__AUFGABENSTELLUNG 1__:
Stimmen die Aussagen (a) bis (c) mit dem Textauszug überein? Antworte jeweils mit Ja oder Nein und zitiere die entscheidenden Worte des Textauszugs wörtlich: (a) Der Presidents' Day findet jedes Jahr am dritten Montag im Februar statt. (b) Abraham Lincoln ist auf den 1-Dollar-Banknoten abgebildet. (c) Im „Lorelei Biergarten“ kosten 0,4 l Gaffels vom Fass 6 Dollar.

__TEXTAUSZUG__:
---
Den feiern wir mit einer befreundeten deutsch-amerikanischen Familie und genießen die guten Würstchen und den Leberkäs von der deutschen Metzgerei. Außerdem gibt es deutsche Schaumküsse, die man auch nur dort kaufen kann. Martin geht in New York im „Lorelei Biergarten“ feiern. Dort sei es fast wie in Köln, sagt er: Es läuft deutsche Karnevalsmusik und es gibt natürlich endlich mal wieder gutes deutsches Bier: Gaffels vom Fass (0,2 l für 4 Dollar, 0,4 l für 6 Dollar oder auch Reissdorf aus der Flasche für 6 Dollar).
Am 21. Februar ist Presidents‘ Day
Die mächtigsten Männer des Landes: Washington, Lincoln & Co. Der Presidents‘ Day ist ein offizieller Feiertag und findet jedes Jahr am dritten Montag im Februar statt. An diesem Tag ehren die Leute vor allem zwei Präsidenten: George Washington und Abraham Lincoln. George Washington war der erste Präsident der USA (er hatte am 22. Februar Geburtstag) und wird als Vater der Nation angesehen, da er die amerikanische Armee im Unabhängigkeitskrieg 1783 zum Sieg gegen die Briten geführt hat. Eines seiner Hauptquartiere während des Krieges lag übrigens bei uns in Morristown und seine Soldaten überwinterten in den umliegenden Wäldern. Washington wählte Morristown als sein Winterquartier aus, weil man von hier einen guten Blick nach New York runter hatte, wo die britischen Truppen überwinterten. Sein Konterfei begegnet uns im Alltag jeden Tag auf den 1-Dollar-Banknoten und auf den Quartern (25-Cent-Stücke). Von den 5-Dollar-Banknoten und den Pennys guckt einen der andere Präsident an, dem besonders an diesem Tag gedacht wird: Abraham Lincoln („Honest Abe“), der 16. Präsident der USA. Er hatte auch im Februar Geburtstag und übrigens wie wir vier Söhne 🙂 . Er führte die 25 nördlichen Staaten (die Union) in den amerikanischen Bürgerkrieg (1861-1865) gegen die Armee der abtrünnigen elf Südstaaten (die Konföderierten). Durch seinen Sieg vereinte er die amerikanischen Staaten wieder, schaffte die Sklaverei ab und machte den Weg frei für eine ökonomische Modernisierung.
---
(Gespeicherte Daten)
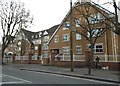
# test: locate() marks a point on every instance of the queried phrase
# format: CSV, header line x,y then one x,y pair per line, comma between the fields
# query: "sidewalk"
x,y
96,74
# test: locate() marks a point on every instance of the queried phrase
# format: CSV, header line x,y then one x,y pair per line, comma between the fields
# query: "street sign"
x,y
119,12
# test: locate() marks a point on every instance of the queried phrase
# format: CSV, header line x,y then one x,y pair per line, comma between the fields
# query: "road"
x,y
16,76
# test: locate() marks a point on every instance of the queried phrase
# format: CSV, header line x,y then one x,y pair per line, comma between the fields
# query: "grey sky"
x,y
48,13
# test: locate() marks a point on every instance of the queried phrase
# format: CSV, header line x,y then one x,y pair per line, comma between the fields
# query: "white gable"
x,y
45,33
40,33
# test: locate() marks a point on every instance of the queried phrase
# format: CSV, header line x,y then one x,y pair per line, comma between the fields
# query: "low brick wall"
x,y
68,63
27,62
111,65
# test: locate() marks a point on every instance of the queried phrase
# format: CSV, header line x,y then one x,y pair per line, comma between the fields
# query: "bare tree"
x,y
13,16
92,23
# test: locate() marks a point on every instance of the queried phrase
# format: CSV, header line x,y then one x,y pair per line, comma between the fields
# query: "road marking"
x,y
17,78
12,82
103,82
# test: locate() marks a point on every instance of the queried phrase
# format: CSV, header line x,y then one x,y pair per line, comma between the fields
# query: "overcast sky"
x,y
48,13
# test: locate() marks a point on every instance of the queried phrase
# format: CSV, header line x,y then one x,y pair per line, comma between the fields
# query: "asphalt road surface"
x,y
16,76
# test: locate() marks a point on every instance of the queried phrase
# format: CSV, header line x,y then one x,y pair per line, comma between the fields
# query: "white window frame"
x,y
77,22
46,38
36,47
56,39
68,38
79,51
95,49
45,54
66,27
66,50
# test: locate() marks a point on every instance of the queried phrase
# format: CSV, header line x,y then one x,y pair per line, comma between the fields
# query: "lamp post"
x,y
71,47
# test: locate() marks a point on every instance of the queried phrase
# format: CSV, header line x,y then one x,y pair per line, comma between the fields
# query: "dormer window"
x,y
77,21
66,25
36,36
40,33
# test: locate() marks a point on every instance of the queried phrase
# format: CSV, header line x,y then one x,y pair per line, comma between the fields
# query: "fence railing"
x,y
26,58
21,57
103,58
108,58
67,57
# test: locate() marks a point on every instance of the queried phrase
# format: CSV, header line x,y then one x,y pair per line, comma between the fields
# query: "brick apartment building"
x,y
107,46
30,47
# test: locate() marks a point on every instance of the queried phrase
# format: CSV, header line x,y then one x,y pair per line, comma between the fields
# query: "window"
x,y
78,50
66,37
98,48
95,32
66,25
77,21
45,54
36,47
45,46
66,50
46,38
78,36
32,36
56,39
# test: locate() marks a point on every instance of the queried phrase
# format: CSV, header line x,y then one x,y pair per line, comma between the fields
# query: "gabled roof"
x,y
78,4
50,30
32,35
29,35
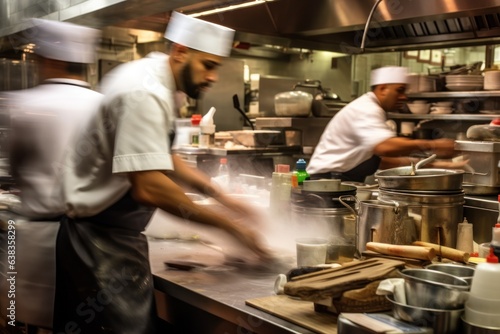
---
__AUFGABENSTELLUNG 2__:
Finde in den Einträgen jede Zeile, die das Wort „brick“ enthält, und schreib diese Zeilen unverändert ab.

__LÖSUNG 1__:
(a) Ja: „findet jedes Jahr am dritten Montag im Februar statt“
(b) Nein: „Von den 5-Dollar-Banknoten und den Pennys guckt einen der andere Präsident an, dem besonders an diesem Tag gedacht wird: Abraham Lincoln“
(c) Ja: „Gaffels vom Fass (0,2 l für 4 Dollar, 0,4 l für 6 Dollar“

__LÖSUNG 2__:
# query: "low brick wall"
# query: "brick apartment building"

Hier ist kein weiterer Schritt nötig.